Challenge: Count how many lines in the listing contain the word "dining". Reply with the number only.

==== Material provided ====

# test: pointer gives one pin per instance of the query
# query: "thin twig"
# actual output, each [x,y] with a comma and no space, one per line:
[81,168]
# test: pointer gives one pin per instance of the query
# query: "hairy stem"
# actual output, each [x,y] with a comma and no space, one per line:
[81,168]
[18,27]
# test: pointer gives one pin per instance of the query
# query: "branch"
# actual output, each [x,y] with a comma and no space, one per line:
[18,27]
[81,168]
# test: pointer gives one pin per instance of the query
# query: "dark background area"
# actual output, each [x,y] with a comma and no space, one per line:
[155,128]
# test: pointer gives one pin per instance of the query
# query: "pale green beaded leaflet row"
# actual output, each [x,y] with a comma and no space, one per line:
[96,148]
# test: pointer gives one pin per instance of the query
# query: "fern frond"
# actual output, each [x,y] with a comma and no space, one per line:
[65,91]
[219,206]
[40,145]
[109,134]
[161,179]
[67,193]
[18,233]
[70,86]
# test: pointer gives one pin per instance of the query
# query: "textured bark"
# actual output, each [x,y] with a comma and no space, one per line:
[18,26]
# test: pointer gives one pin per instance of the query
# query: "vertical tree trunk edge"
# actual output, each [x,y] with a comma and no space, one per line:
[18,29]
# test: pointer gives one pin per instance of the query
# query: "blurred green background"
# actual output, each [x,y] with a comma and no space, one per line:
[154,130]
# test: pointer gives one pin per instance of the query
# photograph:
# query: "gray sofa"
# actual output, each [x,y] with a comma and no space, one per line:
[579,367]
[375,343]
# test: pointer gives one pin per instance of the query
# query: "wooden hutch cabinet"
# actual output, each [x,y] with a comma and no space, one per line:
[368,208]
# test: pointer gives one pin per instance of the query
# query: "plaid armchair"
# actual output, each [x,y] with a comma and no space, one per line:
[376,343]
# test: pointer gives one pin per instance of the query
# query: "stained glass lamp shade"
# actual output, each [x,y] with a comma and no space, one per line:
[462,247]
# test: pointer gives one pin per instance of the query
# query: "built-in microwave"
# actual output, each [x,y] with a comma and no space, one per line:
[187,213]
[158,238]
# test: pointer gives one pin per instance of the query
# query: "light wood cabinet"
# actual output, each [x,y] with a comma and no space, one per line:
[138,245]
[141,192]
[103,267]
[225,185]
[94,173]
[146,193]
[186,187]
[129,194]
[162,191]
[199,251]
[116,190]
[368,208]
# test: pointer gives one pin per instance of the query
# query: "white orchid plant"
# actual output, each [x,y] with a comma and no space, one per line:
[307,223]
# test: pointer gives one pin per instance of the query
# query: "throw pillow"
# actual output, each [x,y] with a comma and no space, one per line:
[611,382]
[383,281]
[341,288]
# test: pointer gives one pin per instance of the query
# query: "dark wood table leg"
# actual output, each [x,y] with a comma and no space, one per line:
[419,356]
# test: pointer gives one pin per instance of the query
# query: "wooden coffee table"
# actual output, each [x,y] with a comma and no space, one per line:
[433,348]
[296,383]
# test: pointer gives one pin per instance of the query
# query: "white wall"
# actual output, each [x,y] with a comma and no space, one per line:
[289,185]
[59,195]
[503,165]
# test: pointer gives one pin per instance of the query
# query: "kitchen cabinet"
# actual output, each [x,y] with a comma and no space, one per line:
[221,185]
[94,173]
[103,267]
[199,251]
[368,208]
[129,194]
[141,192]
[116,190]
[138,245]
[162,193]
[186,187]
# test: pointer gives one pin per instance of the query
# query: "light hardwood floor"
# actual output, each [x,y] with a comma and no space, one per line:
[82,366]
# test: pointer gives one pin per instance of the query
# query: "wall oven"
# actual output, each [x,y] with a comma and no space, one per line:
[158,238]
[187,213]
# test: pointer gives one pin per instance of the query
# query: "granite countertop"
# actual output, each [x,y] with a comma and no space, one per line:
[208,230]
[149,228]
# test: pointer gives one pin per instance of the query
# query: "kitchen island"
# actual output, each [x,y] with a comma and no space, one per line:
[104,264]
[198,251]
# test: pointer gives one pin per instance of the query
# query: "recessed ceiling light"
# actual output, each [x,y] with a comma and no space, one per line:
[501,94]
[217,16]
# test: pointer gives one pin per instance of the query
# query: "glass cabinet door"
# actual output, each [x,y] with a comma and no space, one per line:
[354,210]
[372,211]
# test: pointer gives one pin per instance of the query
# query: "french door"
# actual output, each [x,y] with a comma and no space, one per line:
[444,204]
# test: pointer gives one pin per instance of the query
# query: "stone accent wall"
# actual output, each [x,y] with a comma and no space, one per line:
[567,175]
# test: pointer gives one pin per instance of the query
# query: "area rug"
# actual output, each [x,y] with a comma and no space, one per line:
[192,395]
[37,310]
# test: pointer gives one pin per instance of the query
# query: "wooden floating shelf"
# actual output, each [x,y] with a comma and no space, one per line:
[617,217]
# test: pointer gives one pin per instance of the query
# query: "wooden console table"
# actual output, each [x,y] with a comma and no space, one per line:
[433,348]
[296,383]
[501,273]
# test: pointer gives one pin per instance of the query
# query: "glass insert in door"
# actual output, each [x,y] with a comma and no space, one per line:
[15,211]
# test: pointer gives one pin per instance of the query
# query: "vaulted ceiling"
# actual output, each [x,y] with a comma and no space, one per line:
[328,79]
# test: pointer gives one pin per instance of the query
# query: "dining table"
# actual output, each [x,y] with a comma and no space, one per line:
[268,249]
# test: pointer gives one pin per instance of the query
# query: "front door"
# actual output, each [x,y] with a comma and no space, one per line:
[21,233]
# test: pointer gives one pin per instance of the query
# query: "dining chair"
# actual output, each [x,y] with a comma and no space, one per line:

====

Full output: 2